YOUR INSTRUCTIONS:
Answer these questions using the Peaky Blinders article.
1. In which city and decade is the drama set?
2. Who is named as the leader of the Brigton Billy Boys?
3. Why was the nun threatened in the Sunday night episode?

PASSAGE:
+ + + +

Peaky Blinders was always going to be uncomfortable Sunday night television viewing.

But it has become even more so here in the West of Scotland, where the block busting gangster series has been touching on Scotland’s shame – sectarianism.

Glasgow’s East End razor gangs of the 1930s have been exposed for what they were, extremely violent and bitterly anti-Catholic.

On Sunday night, it was the turn of the Catholic Church to take it on the wimple when a nun, the Scottish mother superior of a children’s home, was threatened for ill-treating and abusing children in her religious order’s care.

The epic drama starring Cillian Murphy, Tom Hardy, Sam Claflin, Helen McCrory, Charlene McKenna, Sophie Rundle and Natasha O’Keeffe is set in the lawless streets of 1920s Birmingham.

But it switches dramatically to Glasgow’s East End, and the imagined rural borders of Tollcross plus the Brigton Billy Boys and their leader, Billy Fullarton, who now features large in some appalling events.

+ + + +

EXTRACTED RECORDS:
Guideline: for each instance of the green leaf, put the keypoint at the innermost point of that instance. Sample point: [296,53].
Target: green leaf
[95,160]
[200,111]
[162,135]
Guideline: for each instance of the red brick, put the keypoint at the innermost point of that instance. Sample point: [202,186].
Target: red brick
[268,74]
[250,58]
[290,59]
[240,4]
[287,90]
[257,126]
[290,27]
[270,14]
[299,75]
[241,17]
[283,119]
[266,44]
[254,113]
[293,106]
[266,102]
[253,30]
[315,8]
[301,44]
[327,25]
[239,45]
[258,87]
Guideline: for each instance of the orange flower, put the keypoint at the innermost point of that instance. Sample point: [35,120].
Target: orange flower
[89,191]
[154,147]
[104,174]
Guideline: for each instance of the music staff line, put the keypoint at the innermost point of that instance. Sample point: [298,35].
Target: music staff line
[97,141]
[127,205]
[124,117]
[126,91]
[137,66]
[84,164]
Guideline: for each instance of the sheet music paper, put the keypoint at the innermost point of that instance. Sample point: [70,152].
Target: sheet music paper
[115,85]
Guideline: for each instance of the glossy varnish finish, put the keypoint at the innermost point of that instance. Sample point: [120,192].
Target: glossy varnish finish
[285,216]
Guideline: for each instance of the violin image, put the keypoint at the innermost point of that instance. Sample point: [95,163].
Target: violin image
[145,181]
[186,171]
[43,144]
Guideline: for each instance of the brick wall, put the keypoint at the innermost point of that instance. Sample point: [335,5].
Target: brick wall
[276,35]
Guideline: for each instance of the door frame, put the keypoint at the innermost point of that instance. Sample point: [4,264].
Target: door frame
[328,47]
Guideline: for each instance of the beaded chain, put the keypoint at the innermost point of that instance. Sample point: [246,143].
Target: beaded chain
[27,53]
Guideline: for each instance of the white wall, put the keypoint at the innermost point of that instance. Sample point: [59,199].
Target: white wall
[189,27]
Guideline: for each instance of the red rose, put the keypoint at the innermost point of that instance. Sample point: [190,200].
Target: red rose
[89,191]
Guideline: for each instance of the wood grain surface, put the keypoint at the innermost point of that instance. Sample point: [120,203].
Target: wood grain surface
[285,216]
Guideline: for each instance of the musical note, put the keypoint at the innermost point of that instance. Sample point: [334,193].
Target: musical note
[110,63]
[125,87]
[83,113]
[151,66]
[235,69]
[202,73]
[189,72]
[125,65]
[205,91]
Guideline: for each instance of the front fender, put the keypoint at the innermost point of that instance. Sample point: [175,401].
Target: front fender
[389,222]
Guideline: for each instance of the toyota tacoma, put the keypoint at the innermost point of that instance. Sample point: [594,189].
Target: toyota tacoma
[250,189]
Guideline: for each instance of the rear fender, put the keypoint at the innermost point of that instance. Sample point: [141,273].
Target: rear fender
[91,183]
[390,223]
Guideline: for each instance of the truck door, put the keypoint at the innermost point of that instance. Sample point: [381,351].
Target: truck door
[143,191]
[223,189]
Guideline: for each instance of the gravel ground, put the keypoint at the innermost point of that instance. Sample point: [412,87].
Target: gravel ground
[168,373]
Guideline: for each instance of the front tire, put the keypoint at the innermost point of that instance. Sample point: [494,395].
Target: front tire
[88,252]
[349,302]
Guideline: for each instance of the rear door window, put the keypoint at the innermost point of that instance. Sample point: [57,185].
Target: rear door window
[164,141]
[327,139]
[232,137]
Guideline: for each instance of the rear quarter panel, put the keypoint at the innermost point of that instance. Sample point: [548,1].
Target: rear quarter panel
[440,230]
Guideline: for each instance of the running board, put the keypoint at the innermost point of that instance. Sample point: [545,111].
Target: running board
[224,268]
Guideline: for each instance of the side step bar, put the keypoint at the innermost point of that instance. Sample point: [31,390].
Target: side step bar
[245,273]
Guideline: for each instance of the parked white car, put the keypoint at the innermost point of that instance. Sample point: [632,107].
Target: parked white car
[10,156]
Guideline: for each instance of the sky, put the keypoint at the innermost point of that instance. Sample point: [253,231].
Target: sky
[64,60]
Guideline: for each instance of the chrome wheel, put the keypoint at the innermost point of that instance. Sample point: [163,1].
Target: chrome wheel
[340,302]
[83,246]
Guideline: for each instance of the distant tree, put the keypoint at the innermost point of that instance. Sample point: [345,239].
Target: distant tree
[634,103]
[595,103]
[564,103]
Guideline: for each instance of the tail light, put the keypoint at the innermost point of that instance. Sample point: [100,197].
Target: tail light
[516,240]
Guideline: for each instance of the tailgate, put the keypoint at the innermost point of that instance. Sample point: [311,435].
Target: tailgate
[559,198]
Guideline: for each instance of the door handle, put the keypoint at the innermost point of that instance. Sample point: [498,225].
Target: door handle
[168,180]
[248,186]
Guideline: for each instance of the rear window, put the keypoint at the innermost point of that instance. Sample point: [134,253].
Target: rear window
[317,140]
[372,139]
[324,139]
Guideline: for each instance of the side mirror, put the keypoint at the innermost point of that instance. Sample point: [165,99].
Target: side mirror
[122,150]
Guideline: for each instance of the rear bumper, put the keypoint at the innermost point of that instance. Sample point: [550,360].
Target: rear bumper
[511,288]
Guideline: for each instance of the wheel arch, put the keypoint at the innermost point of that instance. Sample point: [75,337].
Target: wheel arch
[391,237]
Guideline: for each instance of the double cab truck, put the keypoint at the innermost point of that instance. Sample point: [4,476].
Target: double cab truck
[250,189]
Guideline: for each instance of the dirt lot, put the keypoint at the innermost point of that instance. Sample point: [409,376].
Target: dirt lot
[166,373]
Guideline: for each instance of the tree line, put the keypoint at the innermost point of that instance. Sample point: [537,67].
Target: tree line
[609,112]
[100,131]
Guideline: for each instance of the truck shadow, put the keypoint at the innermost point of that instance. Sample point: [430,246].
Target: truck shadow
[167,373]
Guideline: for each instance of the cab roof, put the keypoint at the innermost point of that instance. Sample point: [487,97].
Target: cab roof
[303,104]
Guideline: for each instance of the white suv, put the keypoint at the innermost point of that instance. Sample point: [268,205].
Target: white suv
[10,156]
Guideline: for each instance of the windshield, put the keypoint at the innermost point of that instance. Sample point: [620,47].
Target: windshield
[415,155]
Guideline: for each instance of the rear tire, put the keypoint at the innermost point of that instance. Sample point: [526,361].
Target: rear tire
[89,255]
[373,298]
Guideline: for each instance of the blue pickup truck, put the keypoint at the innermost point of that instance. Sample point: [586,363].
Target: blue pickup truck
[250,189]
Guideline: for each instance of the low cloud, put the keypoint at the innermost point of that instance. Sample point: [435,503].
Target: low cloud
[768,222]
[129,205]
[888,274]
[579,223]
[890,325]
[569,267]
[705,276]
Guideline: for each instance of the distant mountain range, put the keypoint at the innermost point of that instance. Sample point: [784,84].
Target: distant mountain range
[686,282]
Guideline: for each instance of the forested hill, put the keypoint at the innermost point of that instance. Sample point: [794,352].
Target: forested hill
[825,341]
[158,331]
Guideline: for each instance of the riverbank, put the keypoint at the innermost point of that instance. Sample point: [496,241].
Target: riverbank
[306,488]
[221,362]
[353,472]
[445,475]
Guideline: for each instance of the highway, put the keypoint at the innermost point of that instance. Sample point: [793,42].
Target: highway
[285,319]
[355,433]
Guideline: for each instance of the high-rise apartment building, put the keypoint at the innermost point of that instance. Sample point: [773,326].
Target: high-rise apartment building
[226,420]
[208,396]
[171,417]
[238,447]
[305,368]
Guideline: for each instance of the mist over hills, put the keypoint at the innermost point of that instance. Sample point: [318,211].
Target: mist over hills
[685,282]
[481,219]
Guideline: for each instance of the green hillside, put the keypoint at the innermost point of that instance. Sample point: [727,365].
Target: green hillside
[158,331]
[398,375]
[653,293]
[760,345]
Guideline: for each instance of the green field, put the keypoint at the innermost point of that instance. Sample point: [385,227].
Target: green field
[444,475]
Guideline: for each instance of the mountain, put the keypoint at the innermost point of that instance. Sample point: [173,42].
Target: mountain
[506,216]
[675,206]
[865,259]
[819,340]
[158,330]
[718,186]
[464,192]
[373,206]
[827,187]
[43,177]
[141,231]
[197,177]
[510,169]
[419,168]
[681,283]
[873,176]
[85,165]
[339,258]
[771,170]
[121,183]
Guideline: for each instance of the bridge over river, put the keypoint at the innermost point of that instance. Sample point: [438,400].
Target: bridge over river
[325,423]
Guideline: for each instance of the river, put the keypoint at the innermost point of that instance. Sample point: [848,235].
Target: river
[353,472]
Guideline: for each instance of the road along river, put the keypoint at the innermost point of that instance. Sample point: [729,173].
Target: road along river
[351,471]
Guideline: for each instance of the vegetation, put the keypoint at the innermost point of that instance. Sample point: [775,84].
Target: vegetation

+ + + +

TASK ANSWER:
1. Birmingham, in the 1920s.
2. Billy Fullarton.
3. For ill-treating and abusing children in her religious order's care.